EXERCISE PROMPT: Please count the lines in these records that contain "planter" and give only that count.

DATA:
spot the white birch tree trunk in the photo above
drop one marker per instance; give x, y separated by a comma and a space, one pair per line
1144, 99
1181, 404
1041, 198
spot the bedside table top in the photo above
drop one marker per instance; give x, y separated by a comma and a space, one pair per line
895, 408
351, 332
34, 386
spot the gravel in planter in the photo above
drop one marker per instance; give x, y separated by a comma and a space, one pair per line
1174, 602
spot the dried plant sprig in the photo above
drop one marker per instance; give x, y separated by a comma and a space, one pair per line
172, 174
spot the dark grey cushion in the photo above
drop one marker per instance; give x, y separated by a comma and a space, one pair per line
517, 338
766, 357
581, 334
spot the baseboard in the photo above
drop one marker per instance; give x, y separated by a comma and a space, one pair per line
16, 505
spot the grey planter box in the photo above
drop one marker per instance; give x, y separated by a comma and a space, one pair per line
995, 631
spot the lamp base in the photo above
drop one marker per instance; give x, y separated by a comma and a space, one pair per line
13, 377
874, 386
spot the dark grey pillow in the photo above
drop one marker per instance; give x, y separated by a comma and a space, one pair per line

RESPONSE FOR THIS EXERCISE: 2